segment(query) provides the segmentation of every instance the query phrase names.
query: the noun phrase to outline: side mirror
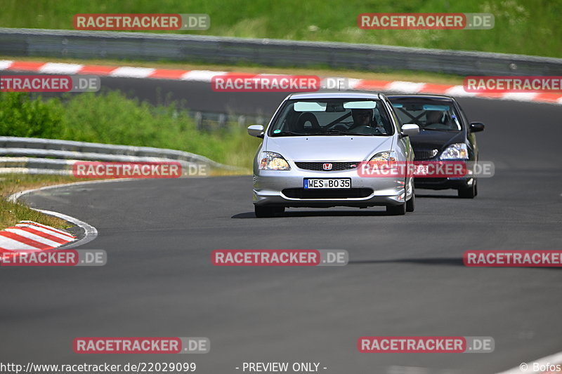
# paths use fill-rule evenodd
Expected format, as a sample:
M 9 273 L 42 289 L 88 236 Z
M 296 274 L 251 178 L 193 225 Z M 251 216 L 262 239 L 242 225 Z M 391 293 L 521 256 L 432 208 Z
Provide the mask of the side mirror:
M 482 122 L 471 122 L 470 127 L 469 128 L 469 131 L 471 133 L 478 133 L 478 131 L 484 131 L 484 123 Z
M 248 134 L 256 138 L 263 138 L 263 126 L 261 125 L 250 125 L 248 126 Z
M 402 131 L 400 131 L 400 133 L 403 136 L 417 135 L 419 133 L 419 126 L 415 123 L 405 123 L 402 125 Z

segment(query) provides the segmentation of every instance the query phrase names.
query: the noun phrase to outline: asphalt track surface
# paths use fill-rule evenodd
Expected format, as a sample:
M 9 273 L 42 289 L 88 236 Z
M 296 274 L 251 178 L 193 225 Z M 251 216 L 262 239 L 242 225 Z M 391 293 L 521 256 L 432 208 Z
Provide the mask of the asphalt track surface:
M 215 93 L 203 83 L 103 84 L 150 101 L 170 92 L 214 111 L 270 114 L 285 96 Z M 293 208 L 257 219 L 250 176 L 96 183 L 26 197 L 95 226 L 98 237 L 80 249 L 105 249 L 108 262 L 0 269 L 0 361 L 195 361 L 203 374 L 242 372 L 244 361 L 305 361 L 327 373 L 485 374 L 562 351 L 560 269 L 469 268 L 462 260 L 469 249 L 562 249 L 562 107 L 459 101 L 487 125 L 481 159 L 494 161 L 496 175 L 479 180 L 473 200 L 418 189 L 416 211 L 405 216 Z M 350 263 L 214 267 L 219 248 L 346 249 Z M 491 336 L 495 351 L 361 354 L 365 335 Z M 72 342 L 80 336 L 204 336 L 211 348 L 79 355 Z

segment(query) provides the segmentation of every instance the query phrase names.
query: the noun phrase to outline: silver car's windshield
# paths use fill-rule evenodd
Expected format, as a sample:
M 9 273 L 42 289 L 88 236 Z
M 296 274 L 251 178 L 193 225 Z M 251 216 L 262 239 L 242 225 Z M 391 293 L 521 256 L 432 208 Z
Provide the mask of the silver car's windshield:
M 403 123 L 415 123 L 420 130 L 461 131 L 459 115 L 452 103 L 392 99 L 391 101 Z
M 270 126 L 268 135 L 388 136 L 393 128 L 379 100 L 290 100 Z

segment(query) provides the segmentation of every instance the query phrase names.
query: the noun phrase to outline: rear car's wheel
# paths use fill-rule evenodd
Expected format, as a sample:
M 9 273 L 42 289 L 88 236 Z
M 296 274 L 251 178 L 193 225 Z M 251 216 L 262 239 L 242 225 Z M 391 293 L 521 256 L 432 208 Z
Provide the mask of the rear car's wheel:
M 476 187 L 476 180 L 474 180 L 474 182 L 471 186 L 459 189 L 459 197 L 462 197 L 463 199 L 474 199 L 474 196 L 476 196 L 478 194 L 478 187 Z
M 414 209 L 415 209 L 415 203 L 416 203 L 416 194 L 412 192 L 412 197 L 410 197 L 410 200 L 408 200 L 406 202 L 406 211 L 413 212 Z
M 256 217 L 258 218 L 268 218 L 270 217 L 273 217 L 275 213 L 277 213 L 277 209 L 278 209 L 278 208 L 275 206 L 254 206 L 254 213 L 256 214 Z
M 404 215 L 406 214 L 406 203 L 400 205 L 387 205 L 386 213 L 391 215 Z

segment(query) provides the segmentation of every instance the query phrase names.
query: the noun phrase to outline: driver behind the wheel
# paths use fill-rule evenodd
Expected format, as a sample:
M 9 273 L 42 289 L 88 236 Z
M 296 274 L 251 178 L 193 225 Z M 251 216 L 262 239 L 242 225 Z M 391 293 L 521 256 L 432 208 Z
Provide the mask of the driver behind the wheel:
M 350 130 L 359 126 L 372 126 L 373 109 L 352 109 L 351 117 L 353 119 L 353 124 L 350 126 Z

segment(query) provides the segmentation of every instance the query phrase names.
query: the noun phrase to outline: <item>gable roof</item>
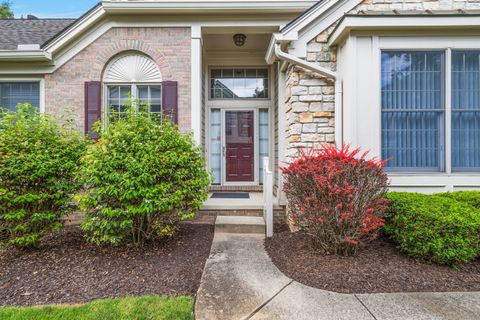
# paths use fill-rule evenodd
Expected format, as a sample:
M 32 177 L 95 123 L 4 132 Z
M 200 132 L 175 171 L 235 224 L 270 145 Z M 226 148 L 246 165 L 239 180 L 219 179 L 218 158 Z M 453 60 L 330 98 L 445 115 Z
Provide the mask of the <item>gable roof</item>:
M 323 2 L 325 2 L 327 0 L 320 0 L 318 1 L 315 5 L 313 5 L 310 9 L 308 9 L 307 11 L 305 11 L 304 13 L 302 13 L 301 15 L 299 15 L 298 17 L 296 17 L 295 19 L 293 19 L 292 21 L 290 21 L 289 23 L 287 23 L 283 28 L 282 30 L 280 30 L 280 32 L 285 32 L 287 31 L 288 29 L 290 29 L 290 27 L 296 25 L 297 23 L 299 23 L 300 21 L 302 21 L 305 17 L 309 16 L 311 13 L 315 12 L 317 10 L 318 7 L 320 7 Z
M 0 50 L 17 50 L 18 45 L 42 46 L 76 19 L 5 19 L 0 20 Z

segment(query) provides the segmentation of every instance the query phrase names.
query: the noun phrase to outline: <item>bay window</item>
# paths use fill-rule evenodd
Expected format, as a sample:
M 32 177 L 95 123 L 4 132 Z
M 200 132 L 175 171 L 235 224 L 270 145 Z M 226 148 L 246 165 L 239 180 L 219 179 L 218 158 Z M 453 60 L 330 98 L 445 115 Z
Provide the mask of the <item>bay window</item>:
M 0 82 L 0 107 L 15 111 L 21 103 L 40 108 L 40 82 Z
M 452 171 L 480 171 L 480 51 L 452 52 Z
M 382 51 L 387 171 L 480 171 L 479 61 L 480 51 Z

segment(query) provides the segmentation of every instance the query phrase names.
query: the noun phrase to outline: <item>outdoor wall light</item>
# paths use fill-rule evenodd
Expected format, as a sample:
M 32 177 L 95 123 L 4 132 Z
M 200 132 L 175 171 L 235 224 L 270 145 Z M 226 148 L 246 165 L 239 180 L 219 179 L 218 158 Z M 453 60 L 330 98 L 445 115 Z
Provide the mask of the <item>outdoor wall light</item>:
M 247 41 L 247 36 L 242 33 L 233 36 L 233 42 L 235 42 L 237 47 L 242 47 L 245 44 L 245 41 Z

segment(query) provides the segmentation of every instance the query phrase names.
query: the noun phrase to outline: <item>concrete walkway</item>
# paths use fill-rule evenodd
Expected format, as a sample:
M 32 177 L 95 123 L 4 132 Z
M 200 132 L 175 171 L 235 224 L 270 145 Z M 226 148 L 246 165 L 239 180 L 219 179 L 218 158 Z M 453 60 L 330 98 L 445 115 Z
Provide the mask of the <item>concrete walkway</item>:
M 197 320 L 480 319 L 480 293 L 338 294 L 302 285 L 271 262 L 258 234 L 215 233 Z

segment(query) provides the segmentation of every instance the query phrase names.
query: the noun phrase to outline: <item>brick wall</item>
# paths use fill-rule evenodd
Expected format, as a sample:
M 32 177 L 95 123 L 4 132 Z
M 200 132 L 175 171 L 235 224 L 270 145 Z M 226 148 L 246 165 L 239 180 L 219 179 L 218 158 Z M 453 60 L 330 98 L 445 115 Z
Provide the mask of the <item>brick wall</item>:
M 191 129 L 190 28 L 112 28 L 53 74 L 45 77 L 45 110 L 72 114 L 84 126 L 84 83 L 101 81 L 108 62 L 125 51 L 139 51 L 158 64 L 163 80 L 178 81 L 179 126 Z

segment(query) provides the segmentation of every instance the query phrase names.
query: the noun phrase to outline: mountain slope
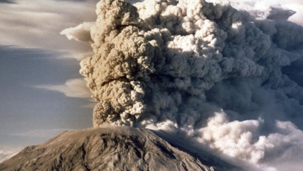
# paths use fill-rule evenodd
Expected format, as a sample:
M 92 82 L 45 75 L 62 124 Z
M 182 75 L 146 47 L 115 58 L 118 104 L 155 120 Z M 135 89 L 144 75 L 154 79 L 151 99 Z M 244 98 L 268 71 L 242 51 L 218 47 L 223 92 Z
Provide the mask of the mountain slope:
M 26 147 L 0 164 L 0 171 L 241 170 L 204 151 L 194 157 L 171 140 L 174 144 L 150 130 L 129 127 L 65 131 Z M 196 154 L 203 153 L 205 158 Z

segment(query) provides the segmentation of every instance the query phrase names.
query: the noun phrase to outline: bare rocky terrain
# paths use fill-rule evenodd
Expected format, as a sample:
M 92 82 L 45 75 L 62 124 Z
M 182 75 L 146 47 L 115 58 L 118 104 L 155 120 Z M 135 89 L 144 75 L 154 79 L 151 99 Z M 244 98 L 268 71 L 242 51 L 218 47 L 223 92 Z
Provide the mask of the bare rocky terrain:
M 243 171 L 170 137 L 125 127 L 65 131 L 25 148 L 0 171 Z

#####

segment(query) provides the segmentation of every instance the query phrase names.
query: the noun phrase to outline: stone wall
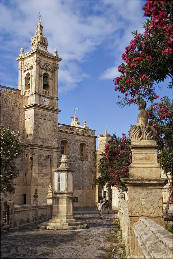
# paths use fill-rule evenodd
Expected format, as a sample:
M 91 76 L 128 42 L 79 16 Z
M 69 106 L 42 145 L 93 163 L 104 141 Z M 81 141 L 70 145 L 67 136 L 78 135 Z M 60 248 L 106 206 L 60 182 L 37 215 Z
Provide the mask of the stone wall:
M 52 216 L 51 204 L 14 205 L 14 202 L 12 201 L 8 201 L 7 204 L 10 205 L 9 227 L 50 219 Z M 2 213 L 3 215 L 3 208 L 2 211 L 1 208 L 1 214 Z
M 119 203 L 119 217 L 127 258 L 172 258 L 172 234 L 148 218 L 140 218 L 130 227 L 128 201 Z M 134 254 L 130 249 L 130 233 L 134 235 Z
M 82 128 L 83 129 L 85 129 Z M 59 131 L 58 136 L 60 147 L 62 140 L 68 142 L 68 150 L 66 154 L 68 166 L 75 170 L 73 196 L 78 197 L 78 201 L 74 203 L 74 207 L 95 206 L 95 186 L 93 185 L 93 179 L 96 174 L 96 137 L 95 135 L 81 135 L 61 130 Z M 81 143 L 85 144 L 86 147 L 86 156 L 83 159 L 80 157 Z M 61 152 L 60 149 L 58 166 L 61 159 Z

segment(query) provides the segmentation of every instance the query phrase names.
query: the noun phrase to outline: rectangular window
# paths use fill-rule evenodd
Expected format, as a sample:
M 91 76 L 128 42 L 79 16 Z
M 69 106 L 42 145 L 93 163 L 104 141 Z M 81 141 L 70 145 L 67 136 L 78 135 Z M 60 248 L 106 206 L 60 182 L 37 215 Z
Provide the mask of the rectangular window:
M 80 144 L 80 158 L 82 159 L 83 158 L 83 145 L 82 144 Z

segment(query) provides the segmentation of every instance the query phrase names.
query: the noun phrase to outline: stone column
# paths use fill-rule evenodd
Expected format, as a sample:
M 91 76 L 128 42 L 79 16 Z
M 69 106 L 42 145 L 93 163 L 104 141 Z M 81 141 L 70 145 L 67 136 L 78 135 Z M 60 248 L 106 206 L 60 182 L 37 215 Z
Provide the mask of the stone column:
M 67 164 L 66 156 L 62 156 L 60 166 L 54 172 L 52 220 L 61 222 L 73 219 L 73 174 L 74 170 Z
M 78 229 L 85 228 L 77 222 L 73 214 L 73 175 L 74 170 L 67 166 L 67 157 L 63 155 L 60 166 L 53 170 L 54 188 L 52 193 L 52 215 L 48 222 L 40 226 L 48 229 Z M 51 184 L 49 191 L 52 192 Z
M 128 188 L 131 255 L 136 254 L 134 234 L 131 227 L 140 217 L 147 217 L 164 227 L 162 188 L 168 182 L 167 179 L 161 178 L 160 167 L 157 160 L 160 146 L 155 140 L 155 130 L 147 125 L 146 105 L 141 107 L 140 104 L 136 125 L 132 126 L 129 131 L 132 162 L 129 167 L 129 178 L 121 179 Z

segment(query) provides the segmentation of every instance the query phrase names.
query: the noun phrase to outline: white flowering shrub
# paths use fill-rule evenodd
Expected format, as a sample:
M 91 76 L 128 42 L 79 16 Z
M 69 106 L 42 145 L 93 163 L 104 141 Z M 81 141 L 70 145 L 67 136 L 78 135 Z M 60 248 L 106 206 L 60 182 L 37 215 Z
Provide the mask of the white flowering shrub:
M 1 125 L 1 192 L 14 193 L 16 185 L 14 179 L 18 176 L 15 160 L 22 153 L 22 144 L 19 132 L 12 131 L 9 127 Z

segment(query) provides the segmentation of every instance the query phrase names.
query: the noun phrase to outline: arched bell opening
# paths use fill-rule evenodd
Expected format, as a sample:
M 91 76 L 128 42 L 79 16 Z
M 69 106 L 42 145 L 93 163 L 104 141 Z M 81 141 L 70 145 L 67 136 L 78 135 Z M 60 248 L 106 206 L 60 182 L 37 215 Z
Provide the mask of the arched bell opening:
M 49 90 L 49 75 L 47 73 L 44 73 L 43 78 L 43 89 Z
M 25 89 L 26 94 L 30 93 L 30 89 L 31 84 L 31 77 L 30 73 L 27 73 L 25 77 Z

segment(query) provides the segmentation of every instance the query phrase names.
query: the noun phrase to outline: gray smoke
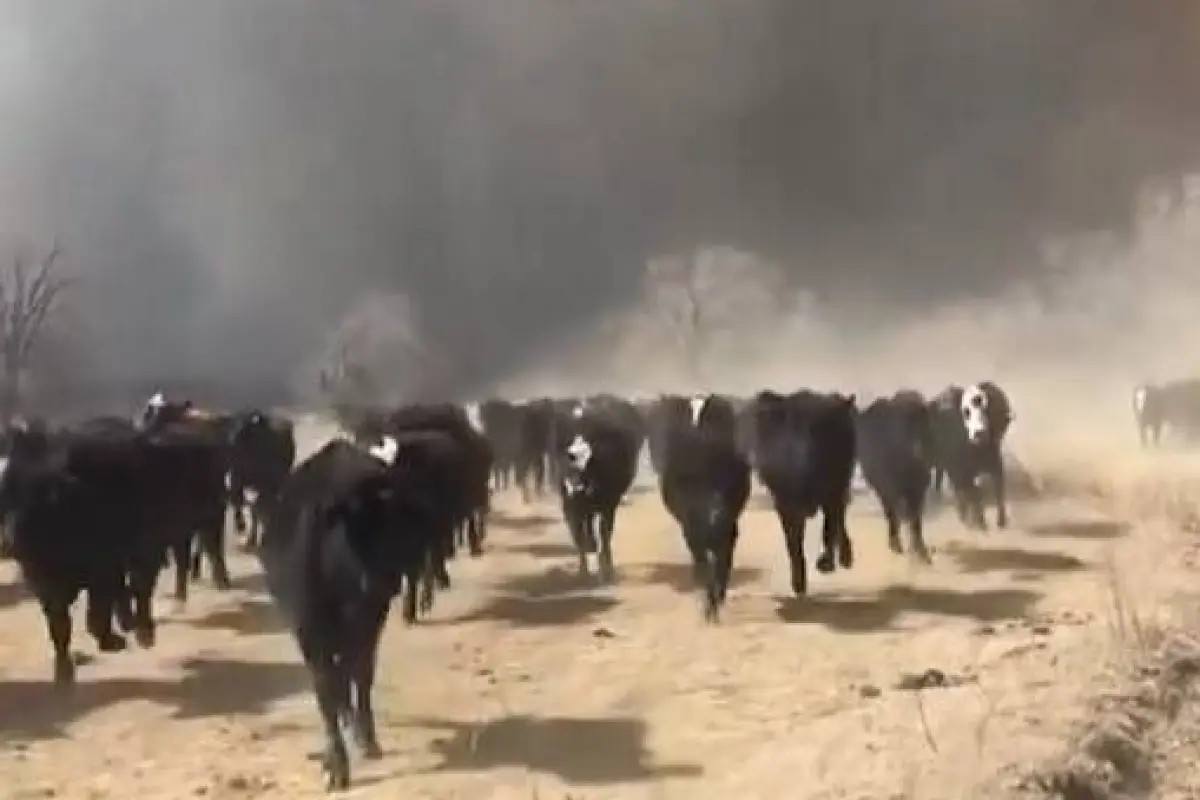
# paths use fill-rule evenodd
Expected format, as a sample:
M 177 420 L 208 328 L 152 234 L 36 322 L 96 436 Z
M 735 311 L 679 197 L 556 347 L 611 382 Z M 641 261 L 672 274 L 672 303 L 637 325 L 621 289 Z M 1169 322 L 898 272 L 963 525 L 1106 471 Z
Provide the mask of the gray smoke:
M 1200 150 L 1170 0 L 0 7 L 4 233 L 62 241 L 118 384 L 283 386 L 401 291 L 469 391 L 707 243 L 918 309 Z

#####

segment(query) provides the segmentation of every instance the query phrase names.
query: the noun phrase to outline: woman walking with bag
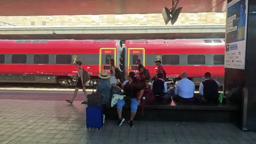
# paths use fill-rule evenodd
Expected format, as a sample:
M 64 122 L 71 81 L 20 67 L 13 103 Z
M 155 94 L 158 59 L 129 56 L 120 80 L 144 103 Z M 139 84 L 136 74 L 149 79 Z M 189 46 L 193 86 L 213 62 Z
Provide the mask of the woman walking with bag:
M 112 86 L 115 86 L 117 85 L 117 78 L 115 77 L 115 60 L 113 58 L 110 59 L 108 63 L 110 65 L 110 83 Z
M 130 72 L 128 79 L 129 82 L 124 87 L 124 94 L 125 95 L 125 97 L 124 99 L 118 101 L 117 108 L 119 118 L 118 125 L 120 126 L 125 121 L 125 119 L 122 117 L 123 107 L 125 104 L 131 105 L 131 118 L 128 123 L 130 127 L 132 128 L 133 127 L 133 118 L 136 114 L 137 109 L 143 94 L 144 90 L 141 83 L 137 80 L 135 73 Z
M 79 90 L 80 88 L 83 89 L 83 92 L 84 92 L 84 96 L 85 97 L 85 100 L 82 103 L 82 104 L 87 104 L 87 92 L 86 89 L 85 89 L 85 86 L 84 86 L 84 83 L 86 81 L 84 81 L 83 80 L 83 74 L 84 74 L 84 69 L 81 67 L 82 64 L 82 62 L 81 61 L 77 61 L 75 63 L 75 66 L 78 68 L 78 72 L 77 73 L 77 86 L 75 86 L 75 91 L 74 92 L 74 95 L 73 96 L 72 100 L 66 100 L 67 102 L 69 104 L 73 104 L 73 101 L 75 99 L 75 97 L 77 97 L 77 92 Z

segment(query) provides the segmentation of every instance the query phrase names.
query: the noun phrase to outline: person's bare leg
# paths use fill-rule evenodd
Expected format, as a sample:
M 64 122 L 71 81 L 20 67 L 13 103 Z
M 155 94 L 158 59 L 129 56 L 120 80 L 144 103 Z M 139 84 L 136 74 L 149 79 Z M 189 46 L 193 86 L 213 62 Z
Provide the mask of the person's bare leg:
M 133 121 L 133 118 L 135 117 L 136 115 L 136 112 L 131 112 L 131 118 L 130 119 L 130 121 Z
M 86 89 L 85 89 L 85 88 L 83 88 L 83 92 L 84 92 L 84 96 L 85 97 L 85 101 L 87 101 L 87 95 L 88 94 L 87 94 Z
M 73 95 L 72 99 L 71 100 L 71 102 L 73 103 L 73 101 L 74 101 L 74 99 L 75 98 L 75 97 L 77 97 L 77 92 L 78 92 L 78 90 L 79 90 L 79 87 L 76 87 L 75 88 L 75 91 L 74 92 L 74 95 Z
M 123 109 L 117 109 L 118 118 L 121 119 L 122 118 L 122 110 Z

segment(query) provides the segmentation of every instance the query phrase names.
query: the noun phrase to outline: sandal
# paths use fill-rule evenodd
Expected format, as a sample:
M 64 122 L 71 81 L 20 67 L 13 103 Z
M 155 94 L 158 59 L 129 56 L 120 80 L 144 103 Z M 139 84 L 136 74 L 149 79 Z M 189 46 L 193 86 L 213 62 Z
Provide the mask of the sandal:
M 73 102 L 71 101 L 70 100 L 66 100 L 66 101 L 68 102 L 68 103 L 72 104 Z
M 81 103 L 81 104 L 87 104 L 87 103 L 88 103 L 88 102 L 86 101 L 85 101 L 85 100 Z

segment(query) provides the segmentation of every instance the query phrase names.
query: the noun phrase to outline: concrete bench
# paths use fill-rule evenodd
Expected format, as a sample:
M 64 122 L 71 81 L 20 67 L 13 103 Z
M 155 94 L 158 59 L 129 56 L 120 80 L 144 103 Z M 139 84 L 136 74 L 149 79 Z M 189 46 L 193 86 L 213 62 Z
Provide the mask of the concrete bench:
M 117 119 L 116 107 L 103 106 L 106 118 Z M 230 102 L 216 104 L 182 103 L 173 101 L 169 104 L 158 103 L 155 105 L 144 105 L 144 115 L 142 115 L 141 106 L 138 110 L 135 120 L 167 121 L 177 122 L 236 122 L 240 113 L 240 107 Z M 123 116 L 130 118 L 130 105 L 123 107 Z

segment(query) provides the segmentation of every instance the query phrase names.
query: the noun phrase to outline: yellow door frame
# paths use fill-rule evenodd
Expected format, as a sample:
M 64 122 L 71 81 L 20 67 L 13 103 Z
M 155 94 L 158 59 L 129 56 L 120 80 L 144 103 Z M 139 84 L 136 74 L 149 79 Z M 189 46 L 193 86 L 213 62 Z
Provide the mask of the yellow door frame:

#####

Pick out every line in the entries above that contains the string "rectangular", and copy each one. Case counts.

query: the noun phrase to outline: rectangular window
Provide the mask of the rectangular window:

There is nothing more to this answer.